[Items from a data source]
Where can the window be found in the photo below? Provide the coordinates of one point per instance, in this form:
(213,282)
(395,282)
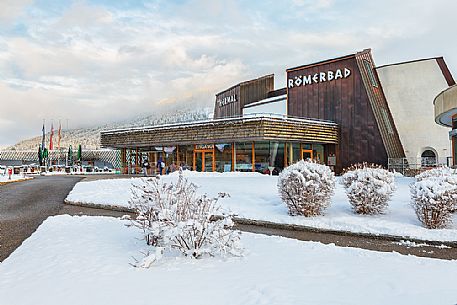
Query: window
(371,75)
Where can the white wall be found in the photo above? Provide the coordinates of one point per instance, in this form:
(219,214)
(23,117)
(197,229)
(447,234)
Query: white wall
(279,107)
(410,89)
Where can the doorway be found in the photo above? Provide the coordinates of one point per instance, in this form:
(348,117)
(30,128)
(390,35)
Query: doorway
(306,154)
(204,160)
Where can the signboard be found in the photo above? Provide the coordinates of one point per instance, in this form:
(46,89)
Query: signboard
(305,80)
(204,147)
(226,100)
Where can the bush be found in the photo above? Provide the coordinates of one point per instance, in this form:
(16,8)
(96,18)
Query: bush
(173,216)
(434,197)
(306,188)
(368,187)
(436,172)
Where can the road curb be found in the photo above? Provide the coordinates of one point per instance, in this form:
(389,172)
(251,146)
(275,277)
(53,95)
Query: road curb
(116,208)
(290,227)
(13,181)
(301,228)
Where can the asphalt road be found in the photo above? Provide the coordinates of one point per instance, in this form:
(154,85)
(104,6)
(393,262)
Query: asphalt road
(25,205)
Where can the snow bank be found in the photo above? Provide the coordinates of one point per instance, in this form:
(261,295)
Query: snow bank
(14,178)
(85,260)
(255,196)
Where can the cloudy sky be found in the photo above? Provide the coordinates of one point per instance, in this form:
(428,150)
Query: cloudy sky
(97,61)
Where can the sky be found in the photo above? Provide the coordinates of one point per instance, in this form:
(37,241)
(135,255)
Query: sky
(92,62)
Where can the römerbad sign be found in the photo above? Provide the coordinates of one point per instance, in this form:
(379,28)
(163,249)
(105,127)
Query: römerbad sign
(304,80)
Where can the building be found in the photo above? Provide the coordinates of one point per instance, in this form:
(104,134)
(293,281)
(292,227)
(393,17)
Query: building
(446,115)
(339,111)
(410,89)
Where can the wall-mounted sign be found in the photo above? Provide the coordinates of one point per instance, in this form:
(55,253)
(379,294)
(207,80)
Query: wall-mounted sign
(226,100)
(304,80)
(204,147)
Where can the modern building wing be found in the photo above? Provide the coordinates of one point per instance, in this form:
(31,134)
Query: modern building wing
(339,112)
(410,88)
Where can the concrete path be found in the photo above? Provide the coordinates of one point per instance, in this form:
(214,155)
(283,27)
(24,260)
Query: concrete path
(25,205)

**Exercise:** Rewrite all of the items above, changing "one point per instance" to "one point for each instance" and keeping everything else the same. Omit the pictures from your answer.

**Answer for this exercise:**
Where can the window be found in the photo below? Provide the coordinates of one point for each instance, in this form:
(213,282)
(395,282)
Query: window
(371,75)
Where can the white wall be found in the photo above? Provide the coordinates of one point for each instance, in this form:
(219,214)
(23,117)
(197,229)
(447,234)
Query: white wall
(279,107)
(410,89)
Where can the doorway be found in the photo above? Provide the coordinates of one point for each instance, in this form:
(348,117)
(30,128)
(390,35)
Query: doorway
(306,154)
(204,160)
Where can the signboard be found in the photo above? Provide the coordinates of one point for each instance, in this form:
(46,89)
Query: signboard
(305,80)
(204,147)
(226,100)
Where can the bush be found in the photo above? Provide the coordinates of one point for each instance, in this form:
(16,8)
(96,18)
Query: bush
(173,216)
(434,197)
(306,188)
(368,187)
(436,172)
Where can the road curb be found in the photo above? Provide the coordinates of one point for each instance, in this form:
(389,172)
(251,146)
(275,277)
(53,95)
Query: road curb
(116,208)
(290,227)
(13,181)
(301,228)
Where can the asphalt road be found in the photo above? Provide the coordinates of one point for each instance, in this form:
(154,85)
(104,6)
(393,262)
Query: asphalt road
(25,205)
Where can the snow bank be found in the photo above? Provide the coordinates of one point for each instance, in this form:
(261,295)
Query: snow bank
(14,178)
(85,260)
(255,196)
Where can the cloudy sky be found in the photo above? Provide the coordinates of one point for each instance, in this form:
(428,150)
Query: cloudy sky
(97,61)
Where can the sky be found in the photo above? Provide the coordinates of one point for each instance, in this form:
(37,241)
(135,255)
Query: sky
(92,62)
Where can the römerbad sign be found in the photo above? Provide the coordinates of one point for each instance, in this form:
(379,28)
(163,249)
(105,127)
Query: römerbad sign
(304,80)
Where can the building be found in the photo above? Provide the coordinates of one point for each instance, in this form:
(104,134)
(293,281)
(292,227)
(393,17)
Query: building
(446,115)
(339,111)
(410,89)
Where can the wall-mounted sign be found in the photo above? Provide the coordinates of one point for each instance, in this form:
(55,253)
(379,294)
(207,80)
Query: wall-mounted sign
(226,100)
(304,80)
(204,147)
Where can the modern building wing be found in the photo above? Provide the coordinates of one point for each instance, in this form:
(31,134)
Query: modern building wing
(339,112)
(410,88)
Where can the concrete path be found in the photo above? Provide the coordinates of one point for each instance, in this form:
(214,155)
(283,27)
(24,260)
Query: concrete path
(25,205)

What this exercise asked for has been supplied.